> Short exercise:
Pick out every line in the records below that contains the word "roof", and copy each of those lines in full.

□ □ □ □

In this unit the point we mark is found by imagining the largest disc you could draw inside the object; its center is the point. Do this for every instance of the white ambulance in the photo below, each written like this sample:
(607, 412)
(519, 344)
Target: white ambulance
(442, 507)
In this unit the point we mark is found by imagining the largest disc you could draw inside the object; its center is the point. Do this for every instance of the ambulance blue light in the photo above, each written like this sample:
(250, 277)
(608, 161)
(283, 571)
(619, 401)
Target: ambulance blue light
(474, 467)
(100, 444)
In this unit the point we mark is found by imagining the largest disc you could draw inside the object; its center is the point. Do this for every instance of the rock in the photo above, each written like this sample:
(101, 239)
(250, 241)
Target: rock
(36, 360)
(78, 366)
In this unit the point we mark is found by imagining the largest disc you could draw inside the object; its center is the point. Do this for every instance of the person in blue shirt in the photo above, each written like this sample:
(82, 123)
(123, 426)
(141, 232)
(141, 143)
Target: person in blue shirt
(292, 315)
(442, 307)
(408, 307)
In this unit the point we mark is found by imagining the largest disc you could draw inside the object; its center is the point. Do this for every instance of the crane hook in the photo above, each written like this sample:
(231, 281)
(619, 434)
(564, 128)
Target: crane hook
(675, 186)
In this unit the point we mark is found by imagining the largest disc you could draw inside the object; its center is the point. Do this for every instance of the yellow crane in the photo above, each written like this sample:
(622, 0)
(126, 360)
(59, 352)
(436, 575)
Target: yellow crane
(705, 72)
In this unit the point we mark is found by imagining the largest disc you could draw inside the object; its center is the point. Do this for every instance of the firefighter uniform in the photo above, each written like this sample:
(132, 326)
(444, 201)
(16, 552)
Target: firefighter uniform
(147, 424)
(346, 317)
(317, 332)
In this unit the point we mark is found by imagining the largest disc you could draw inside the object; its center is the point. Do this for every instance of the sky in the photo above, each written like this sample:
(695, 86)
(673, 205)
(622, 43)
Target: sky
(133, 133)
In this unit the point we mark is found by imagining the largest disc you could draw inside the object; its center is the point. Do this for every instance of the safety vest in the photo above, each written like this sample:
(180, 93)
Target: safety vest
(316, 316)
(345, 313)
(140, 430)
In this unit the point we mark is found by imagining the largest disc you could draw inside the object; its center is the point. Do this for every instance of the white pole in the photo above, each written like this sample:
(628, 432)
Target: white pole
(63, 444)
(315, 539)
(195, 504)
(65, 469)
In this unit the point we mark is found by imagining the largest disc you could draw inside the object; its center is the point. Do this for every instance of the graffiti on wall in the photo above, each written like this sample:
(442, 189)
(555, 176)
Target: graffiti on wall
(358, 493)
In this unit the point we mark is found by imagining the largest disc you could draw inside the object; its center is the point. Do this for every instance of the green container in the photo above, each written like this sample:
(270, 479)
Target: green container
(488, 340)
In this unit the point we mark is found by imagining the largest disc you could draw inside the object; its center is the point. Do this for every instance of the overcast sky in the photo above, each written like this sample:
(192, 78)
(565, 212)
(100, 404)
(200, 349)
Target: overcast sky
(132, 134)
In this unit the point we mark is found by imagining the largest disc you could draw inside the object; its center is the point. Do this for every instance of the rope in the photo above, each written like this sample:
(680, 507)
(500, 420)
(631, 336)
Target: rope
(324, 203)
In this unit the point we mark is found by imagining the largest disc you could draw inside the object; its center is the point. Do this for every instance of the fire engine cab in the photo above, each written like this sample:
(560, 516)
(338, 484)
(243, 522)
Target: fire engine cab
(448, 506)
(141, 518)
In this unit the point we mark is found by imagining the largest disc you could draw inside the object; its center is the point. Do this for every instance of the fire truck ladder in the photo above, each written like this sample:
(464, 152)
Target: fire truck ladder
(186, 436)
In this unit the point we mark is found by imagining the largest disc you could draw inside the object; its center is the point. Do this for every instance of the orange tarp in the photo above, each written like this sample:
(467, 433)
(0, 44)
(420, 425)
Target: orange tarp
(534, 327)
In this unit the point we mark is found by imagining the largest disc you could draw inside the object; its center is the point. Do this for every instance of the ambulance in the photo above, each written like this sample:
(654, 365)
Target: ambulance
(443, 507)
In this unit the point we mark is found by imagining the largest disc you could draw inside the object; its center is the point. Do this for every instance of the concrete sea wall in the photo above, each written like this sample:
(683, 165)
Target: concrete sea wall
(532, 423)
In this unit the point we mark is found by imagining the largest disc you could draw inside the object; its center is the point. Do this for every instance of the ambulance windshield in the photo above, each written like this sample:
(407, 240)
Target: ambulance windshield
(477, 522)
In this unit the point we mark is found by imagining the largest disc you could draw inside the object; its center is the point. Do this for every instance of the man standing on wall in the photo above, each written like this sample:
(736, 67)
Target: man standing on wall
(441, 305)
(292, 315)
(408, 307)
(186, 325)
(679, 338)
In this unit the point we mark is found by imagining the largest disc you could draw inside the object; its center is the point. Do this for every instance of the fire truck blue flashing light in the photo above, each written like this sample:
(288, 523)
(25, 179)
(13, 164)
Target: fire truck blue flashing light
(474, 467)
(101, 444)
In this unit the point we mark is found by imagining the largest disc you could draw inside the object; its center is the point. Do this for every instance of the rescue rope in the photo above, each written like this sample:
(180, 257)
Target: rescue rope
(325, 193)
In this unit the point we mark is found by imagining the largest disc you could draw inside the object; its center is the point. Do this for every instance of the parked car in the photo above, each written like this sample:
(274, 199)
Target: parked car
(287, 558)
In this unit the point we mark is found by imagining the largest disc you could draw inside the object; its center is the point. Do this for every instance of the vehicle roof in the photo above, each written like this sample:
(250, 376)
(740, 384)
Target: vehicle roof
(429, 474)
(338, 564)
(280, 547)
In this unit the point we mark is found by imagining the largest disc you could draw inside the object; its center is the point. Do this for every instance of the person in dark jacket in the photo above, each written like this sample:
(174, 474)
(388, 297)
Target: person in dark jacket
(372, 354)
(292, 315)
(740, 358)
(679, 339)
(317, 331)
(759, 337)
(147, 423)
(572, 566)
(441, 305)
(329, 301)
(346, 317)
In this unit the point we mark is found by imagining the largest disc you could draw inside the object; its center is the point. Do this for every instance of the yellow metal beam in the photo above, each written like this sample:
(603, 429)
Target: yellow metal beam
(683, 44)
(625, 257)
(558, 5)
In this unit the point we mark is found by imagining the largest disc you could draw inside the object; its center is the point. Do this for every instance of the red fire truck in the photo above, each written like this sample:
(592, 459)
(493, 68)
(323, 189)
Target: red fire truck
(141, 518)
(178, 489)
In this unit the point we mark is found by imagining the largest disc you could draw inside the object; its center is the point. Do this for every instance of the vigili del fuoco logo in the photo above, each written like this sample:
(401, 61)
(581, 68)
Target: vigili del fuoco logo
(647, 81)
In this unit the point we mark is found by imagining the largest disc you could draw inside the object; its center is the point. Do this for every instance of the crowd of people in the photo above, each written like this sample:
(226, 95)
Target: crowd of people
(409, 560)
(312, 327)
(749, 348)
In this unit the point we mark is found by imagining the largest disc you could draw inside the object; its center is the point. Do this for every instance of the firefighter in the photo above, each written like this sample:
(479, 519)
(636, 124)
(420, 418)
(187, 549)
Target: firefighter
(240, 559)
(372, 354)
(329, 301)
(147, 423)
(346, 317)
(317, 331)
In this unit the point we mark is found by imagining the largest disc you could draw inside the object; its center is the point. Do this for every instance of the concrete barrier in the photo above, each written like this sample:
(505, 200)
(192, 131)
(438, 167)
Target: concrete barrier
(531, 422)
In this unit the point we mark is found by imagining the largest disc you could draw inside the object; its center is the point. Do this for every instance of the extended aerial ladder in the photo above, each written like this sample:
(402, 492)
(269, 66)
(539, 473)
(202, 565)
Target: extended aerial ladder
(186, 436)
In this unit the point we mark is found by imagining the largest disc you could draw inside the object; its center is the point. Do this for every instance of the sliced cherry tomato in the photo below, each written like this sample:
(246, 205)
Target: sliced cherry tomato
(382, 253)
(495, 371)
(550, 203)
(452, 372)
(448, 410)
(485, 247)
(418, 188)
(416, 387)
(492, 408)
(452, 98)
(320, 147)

□ □ □ □

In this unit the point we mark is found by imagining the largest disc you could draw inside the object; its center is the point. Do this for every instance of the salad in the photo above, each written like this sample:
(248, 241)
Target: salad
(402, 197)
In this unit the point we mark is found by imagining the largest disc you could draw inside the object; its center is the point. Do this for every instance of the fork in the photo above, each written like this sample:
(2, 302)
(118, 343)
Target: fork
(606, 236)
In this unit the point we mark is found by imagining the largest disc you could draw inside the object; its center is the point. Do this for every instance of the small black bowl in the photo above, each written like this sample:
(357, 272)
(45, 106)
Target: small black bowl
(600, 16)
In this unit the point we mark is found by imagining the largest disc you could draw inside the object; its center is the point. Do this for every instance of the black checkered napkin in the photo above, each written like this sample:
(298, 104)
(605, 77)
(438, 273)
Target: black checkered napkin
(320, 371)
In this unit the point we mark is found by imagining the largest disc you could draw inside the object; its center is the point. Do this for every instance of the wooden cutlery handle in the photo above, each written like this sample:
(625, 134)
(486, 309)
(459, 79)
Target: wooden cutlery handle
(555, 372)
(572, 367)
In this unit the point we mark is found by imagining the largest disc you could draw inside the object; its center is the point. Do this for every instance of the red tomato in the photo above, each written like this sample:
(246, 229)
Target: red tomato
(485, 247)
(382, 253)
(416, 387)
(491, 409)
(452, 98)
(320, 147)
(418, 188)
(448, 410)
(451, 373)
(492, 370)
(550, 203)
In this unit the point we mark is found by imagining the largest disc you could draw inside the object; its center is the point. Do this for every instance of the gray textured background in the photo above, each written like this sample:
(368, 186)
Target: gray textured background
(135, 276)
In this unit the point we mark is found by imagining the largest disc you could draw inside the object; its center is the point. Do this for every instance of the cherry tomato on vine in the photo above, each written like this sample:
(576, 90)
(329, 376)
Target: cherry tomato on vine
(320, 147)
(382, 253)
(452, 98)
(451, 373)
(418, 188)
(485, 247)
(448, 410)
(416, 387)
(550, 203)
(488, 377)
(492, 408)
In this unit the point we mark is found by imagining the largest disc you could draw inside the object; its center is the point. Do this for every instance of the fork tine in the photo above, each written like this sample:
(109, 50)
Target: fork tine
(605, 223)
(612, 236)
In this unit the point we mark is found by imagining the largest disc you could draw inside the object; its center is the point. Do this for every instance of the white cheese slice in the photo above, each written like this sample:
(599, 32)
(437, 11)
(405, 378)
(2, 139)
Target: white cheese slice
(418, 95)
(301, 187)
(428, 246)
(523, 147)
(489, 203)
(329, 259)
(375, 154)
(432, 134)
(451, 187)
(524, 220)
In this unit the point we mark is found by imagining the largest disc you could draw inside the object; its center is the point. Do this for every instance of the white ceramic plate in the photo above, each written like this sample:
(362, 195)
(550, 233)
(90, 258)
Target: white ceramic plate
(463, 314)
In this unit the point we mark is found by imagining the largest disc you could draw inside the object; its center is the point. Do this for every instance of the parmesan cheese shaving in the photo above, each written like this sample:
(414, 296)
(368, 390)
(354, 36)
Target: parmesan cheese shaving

□ □ □ □

> Result of this task:
In this unit the point we mark is found by imagining the largest disc you could draw inside the object; its center is the point. Do this for every instance of the vehicle roof in the photo above, each written like this sample:
Target: vehicle roof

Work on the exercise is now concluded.